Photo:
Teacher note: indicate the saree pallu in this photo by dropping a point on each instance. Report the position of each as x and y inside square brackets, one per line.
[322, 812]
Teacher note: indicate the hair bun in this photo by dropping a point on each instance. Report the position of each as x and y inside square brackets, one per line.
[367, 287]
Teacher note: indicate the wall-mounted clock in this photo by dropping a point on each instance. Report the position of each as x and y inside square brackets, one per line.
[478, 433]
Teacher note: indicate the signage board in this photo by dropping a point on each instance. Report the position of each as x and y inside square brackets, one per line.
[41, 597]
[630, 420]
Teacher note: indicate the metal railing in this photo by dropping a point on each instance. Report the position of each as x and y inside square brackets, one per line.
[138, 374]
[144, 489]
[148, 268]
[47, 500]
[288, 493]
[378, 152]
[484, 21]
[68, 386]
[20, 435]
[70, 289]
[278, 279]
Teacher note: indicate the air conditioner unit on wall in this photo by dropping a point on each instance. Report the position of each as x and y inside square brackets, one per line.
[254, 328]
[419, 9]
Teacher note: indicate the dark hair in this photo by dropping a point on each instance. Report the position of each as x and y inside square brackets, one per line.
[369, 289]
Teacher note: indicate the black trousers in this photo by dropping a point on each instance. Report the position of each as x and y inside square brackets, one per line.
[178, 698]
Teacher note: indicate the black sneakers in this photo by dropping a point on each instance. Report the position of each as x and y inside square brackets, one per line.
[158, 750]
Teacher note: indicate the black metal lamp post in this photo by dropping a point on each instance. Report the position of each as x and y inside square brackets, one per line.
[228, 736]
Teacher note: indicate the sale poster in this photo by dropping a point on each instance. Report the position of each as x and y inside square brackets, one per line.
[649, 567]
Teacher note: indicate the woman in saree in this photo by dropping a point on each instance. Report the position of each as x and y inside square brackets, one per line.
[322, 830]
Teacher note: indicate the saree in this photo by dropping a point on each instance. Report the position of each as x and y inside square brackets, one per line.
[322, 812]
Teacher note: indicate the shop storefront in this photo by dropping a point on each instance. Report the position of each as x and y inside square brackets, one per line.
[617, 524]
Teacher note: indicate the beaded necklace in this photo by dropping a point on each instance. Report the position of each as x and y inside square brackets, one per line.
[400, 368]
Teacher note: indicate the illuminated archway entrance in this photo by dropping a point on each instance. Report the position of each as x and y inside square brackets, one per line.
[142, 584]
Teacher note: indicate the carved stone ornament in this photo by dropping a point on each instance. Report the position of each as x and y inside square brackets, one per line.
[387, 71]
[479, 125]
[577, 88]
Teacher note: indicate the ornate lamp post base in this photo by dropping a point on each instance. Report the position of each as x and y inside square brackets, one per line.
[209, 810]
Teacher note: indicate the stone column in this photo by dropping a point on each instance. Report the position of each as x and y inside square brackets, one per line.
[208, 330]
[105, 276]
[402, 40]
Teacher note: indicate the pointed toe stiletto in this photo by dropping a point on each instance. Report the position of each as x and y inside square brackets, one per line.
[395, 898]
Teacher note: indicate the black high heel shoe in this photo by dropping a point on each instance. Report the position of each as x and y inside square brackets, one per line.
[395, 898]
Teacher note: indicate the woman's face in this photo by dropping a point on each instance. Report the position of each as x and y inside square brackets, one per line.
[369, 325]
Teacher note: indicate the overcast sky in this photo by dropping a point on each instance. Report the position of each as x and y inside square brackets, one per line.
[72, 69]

***

Written instruction:
Rescale the records from the line containing "Teacher note: indicate the stone" through the end of the records, both included, and output only those lines. Copy each request line unchanged, and multiply every x and y coordinate in the answers by 0.3, rounding to whole numbers with halves rounded up.

Correct response:
Teacher note: indicate the stone column in this photo by dropping a point on each instance. Report the position of each as x and y inside square brackets, one per line.
[62, 99]
[32, 83]
[121, 12]
Teacher note: indicate the pointed toe stiletto in this photo by dropping a point on each instance. Report the position of each as x and y inside square brackets, one per line.
[119, 269]
Teacher note: indicate the black high heel shoe in this photo by dropping a point on each instance. Report the position of each as x and y inside square brackets, one per line.
[119, 269]
Teacher note: indicate the woman's face in this photo by dropping a point on each instance. Report the position of each as x and y inside square brackets, one per line.
[111, 98]
Teacher note: indicate the overcast sky in this photo by dropping a point on each instance. Report the position of each as x and y inside square brackets, one per line.
[22, 21]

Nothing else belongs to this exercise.